A falta de prioridade na distribuição de recursos do Fies foi um dos motivos que levaram o governo federal a instituir uma portaria que alterou as regras do financiamento. As mudanças incluem critérios para as vagas: área (preferência por Engenharias, Saúde e formação de professores), qualidade (notas 4 e 5) e região (Norte, Nordeste e Centro-Oeste).
Para os autores do relatório, no entanto, o impacto das mudanças no curso de Direito vai depender de como os critérios serão usados pelo governo federal.
Segundo o pesquisador Guilherme Klafke, do Observatório, pode haver conflito entre as regras.
“Se a prioridade for para a região, pode continuar indo (financiamentos) para o Direito. No Centro-Oeste, por exemplo, um em cada cinco alunos de cursos pagos estão no Direito. Se for conceito, o recurso continuaria indo para o Sudeste. E, se for por área, pode ser que não haja vagas (porque a procura é maior do que a oferta). Temos dois cenários possíveis com a mudança: ou vai induzir uma mudança e alterar a demanda, ou os critérios vão se conflitar tanto que a realidade vai continuar como hoje”, diz.
Grandes grupos
Outro questionamento apontado pelo estudo é a concentração do número de contratos financiados em poucas empresas educacionais. O levantamento mostra que 10% das mantenedoras de cursos jurídicos com maior quantidade de beneficiados representam 56,7% do total com financiamentos e bolsas do ProUni.
OAB
Apesar do financiamento público cada vez maior, o total de formados em Direito que procuram exercer a advocacia não aumentou na mesma proporção. O número de inscritos no exame da Ordem dos Advogados do Brasil (OAB) tem ficado estável. Em 2010, eram 24.418. Em março deste ano, 24.187. A taxa de aprovação oscilou entre 11% e 25% no período.

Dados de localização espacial
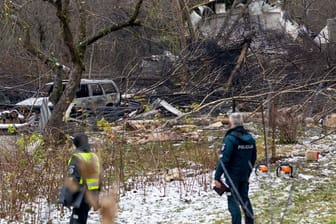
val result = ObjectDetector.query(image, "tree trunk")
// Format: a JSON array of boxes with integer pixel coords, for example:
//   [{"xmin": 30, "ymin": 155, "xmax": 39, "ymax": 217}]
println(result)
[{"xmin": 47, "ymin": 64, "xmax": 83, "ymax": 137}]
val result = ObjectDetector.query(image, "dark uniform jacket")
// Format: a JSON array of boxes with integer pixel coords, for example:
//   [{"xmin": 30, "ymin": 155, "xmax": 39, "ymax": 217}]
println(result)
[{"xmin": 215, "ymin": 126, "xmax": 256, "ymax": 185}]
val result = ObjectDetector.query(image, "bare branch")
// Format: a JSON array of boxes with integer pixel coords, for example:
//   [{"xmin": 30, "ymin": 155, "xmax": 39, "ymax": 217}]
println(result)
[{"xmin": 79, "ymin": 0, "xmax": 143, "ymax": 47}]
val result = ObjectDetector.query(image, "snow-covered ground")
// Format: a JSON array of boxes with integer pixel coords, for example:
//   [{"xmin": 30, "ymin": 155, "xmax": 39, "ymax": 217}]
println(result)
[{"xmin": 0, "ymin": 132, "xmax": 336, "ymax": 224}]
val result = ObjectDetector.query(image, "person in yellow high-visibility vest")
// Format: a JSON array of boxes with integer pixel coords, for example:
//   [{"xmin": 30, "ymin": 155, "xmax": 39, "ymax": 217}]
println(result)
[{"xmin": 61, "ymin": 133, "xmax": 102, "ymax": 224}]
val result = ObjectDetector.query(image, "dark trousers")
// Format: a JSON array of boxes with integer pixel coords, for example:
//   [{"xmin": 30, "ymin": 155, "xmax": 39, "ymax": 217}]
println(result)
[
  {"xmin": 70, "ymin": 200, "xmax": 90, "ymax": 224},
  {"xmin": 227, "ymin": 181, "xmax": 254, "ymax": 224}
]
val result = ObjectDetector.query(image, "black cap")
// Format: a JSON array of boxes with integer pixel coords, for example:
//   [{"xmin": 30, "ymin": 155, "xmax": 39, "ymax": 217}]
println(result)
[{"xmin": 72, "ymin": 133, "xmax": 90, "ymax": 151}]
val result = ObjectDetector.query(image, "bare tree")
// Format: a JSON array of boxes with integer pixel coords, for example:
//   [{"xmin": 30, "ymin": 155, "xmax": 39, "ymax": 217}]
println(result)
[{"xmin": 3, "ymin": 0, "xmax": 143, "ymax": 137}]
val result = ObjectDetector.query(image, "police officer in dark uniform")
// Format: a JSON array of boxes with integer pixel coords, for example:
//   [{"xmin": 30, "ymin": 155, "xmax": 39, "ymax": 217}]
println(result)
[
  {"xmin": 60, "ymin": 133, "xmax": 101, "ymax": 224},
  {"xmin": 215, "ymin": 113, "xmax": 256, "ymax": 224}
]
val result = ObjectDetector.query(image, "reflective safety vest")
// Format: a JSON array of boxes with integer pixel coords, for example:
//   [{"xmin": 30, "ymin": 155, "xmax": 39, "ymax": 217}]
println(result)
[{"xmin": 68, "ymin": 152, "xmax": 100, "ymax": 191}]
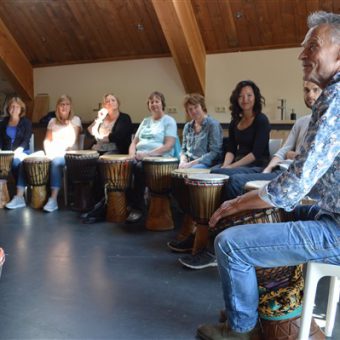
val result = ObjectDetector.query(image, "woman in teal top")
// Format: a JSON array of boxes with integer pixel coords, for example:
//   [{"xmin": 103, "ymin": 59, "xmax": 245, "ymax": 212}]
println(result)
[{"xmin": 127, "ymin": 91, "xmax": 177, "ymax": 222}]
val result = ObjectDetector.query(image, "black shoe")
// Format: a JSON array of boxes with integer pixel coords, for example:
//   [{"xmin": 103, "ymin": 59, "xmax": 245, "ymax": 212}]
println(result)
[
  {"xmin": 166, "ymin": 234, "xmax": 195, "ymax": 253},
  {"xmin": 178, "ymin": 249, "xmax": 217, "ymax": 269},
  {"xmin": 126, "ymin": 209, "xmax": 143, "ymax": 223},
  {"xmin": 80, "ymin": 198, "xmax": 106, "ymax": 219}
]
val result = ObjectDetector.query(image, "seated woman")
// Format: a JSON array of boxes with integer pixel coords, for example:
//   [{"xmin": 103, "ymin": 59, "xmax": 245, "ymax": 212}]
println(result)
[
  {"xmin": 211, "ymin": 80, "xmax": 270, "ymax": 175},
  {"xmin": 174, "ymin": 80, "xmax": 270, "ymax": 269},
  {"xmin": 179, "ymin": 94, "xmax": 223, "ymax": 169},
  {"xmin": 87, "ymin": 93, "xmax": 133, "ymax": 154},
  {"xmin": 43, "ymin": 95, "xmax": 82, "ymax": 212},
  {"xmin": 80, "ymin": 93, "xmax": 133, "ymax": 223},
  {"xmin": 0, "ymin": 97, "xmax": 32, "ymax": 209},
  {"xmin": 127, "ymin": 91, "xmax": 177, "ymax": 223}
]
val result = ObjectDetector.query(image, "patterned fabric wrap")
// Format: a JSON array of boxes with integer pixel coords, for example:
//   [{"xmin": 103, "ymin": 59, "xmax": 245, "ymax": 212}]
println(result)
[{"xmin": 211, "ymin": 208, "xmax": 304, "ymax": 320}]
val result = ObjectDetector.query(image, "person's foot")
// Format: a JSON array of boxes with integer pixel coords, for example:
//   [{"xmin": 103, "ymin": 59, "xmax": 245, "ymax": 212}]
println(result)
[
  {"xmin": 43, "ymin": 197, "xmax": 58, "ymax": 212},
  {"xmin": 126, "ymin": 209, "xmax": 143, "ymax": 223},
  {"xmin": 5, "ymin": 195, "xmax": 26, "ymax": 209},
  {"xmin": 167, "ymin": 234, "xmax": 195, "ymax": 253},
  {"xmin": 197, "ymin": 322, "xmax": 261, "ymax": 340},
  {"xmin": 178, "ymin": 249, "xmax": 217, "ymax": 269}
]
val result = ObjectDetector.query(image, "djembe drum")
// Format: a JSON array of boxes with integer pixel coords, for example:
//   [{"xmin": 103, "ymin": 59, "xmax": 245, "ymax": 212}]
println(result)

- **Tarefa a cumprir**:
Dê continuidade ao texto sobre o financiamento do Fies nos cursos de Direito, a partir do ponto em que ele termina.

- **Resposta da tarefa**:
“Devemos questionar se as novas regras do Fies serão suficientes para induzir a mudança de comportamento. Há prestígio social na profissão, assim como em Medicina e Engenharia”, diz José Garcez Ghirardi, um dos coordenadores do Observatório da FGV.
Formado por uma universidade privada em São Paulo, Marcelo Ponci, de 42 anos, hoje desempregado, já prestou o exame cinco vezes. Fez uma pós-graduação em Direito Imobiliário e trabalhou no Conselho Regional de Corretores de Imóveis, mas agora deixou o posto para estudar. Hoje, faz cursinho preparatório para o exame. “Sempre faltou conteúdo na graduação. Precisei do cursinho para focar mais, ver mais conteúdo que cai na prova”, diz.
Para o professor da Faculdade de Direito da Universidade de São Paulo (USP) Marcus Orione, o aumento de financiamento privado, apesar de trazer mais inclusão, pode causar distorções. “A maior aplicação de aporte em cursos privados, em vez de públicos, traz alguns valores específicos de mercado. Quando você está em uma universidade pública, consegue trabalhar com outros valores que também são demandados do advogado”, afirma.
Para o presidente da OAB-SP, Marcos da Costa, é preciso atentar às exigências feitas aos cursos financiados. “A grande quantidade de faculdades autorizadas nos últimos anos não tem interesse na qualidade.” As informações são do jornal “O Estado de S. Paulo”.